— begin —
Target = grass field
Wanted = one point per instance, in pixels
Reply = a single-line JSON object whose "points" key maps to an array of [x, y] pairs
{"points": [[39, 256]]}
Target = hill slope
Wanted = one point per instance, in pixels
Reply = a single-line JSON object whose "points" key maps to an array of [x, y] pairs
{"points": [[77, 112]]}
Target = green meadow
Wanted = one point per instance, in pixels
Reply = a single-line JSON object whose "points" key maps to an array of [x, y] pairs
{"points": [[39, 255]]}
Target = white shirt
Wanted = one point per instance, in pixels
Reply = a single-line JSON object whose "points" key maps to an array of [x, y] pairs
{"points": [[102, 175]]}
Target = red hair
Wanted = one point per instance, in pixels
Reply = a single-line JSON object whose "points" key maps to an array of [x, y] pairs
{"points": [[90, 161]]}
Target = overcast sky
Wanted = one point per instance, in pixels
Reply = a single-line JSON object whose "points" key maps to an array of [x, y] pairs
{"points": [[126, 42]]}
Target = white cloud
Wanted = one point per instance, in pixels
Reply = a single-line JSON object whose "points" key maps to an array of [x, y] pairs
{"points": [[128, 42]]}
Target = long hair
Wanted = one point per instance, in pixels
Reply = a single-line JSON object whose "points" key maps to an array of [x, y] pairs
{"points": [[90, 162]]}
— end —
### EXERCISE DESCRIPTION
Copy all of the entries above, swapping each "Target" for "Label" and leaving the rest unchanged.

### THE REPLY
Label = grass field
Wanted = one point per instance, in pixels
Reply = a single-line JSON object whose "points" key maps to an array of [x, y] pairs
{"points": [[39, 256]]}
Label = hill slope
Wanted = one point per instance, in pixels
Reply = a single-line JSON object whose "points" key maps to an array of [x, y] pairs
{"points": [[77, 112]]}
Label = green meadow
Wanted = one point per instance, in pixels
Reply = a single-line JSON object whose "points" key maps to an array of [x, y] pairs
{"points": [[39, 255]]}
Label = white shirt
Wanted = one point per instance, in pixels
Reply = a single-line JSON object whose "points" key maps to an array of [x, y] pairs
{"points": [[102, 175]]}
Label = red hair
Wanted = one point per instance, in pixels
Reply = a single-line JSON object whose "points" key maps to an array of [x, y] pairs
{"points": [[90, 161]]}
Label = overcast sky
Wanted = one point per instance, in pixels
Reply = a single-line JSON object whose "points" key maps to an array of [x, y] pairs
{"points": [[126, 42]]}
Label = white cloud
Wanted = one point per instance, in pixels
Reply = a single-line JSON object whose "points" key maps to an array of [x, y] pairs
{"points": [[128, 42]]}
Label = long hair
Wanted = one point per instance, in pixels
Reply = a single-line JSON object whose "points" key maps to an array of [x, y] pairs
{"points": [[90, 162]]}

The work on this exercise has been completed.